▸ **EXERCISE DETAILS**
What is needed is an exact copy of all the data.

(Data extracted from a collection)
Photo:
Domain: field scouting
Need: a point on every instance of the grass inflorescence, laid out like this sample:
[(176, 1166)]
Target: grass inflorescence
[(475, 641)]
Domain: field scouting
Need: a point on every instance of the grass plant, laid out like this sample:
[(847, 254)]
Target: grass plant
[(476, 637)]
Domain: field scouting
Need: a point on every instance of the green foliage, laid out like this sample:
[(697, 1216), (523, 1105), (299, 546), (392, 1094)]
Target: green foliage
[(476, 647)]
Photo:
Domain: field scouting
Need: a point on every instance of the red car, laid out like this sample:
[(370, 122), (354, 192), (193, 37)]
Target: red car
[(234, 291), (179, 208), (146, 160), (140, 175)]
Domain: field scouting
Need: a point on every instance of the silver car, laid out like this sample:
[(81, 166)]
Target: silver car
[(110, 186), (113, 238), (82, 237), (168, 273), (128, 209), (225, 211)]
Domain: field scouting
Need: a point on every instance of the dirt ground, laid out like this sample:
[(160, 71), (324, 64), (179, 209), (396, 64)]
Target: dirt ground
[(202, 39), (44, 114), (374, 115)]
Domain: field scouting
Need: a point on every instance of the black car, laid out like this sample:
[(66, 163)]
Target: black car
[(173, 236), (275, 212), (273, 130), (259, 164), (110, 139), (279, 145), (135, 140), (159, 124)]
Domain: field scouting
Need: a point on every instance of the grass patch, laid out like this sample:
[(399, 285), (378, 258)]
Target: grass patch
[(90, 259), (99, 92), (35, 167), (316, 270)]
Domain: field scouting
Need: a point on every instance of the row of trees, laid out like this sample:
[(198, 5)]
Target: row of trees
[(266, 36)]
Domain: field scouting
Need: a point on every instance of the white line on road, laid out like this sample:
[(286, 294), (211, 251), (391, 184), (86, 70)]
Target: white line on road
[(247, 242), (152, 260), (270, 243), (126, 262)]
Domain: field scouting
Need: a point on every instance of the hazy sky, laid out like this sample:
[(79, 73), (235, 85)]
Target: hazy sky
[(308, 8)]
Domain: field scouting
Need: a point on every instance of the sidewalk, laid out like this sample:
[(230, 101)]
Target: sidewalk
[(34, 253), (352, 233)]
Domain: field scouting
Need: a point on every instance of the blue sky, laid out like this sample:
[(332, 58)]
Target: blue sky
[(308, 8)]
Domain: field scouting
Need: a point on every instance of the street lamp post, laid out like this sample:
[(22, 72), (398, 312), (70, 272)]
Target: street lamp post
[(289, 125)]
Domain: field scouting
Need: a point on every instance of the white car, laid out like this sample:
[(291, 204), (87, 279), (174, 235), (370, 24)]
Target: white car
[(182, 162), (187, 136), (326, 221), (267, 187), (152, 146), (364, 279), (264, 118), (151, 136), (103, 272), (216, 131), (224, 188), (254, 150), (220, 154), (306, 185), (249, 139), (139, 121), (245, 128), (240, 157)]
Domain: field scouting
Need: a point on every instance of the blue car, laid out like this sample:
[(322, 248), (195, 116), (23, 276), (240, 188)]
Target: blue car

▸ **RESPONSE TO THE TASK**
Photo:
Domain: field scouting
Need: a point on every instance of the grass inflorescence, laid out like this sample:
[(176, 1166)]
Target: grass inflorescence
[(475, 641)]
Domain: field scouting
Need: a point on every instance of the grass plant, laid out like this sample:
[(847, 254)]
Target: grass plant
[(476, 637)]
Domain: field scouting
Need: a point on every instance of the green foliage, laid out like this sample:
[(697, 1216), (523, 1105), (299, 546), (392, 1094)]
Target: green foliage
[(476, 647)]
Photo:
Domain: field scouting
Need: a point on every instance of the red car, laid out like this sample:
[(370, 122), (354, 192), (193, 37)]
Target: red car
[(234, 291), (179, 208), (146, 160), (140, 175)]
Domain: field scouting
Need: a point on every instance of the silver car, laid out like this sample:
[(81, 166)]
Target: silver car
[(110, 186), (113, 238), (82, 237), (168, 273), (128, 209), (225, 211)]
Domain: field scouting
Need: a point on every instance of the dirt ground, laid out like this sample:
[(160, 71), (324, 64), (179, 209), (396, 64)]
Target: dirt ground
[(202, 39), (44, 114), (374, 115)]
Domain: field scouting
Need: a point on every instance of the black car, laid out like this sample:
[(66, 163)]
Target: black car
[(173, 236), (275, 212), (273, 130), (259, 164), (110, 139), (279, 145), (135, 140), (159, 124)]
Domain: field scouting
Need: a point on every instance of the grass patch, laid out like this sample:
[(399, 285), (378, 258)]
Target: grass patch
[(90, 259), (99, 92), (35, 167), (316, 270)]
Domain: field scouting
Need: a point on every instance of the row of trees, laid out like this sample:
[(198, 5)]
Target: row of trees
[(266, 36)]
Domain: field scouting
Need: a point on every instance of the white line on road, laid out like this sample:
[(286, 294), (211, 251), (391, 184), (86, 70)]
Target: white line on road
[(247, 242), (152, 260), (270, 243), (126, 262)]
Domain: field scouting
Need: a point on every instance of the hazy sky, laid out like this sample:
[(79, 73), (235, 85)]
Target: hazy sky
[(308, 8)]
Domain: field scouting
Need: a point on every instance of the sidewalk, laid out like this sample:
[(230, 101)]
Target: sidewalk
[(34, 253), (352, 233)]
Domain: field scouting
Need: a point on every instance of the blue sky, laid out like this sample:
[(332, 58)]
Target: blue sky
[(308, 8)]
Domain: field scouting
Need: a point on every instance of the street lamp post, laid out like this sample:
[(22, 72), (398, 312), (70, 272)]
Target: street lamp post
[(289, 125)]
Domain: field scouting
Need: a point on every instance of the white car, laid out like this sample:
[(291, 204), (87, 279), (174, 235), (370, 24)]
Target: white car
[(182, 162), (187, 136), (326, 221), (267, 187), (152, 146), (364, 279), (264, 118), (151, 136), (103, 272), (216, 131), (224, 188), (254, 150), (220, 154), (306, 185), (249, 139), (139, 121), (245, 128), (240, 157)]
Domain: field scouting
Need: a point on every instance of the blue car, laid out like this sample:
[(322, 248), (195, 116), (23, 276), (240, 188)]
Target: blue car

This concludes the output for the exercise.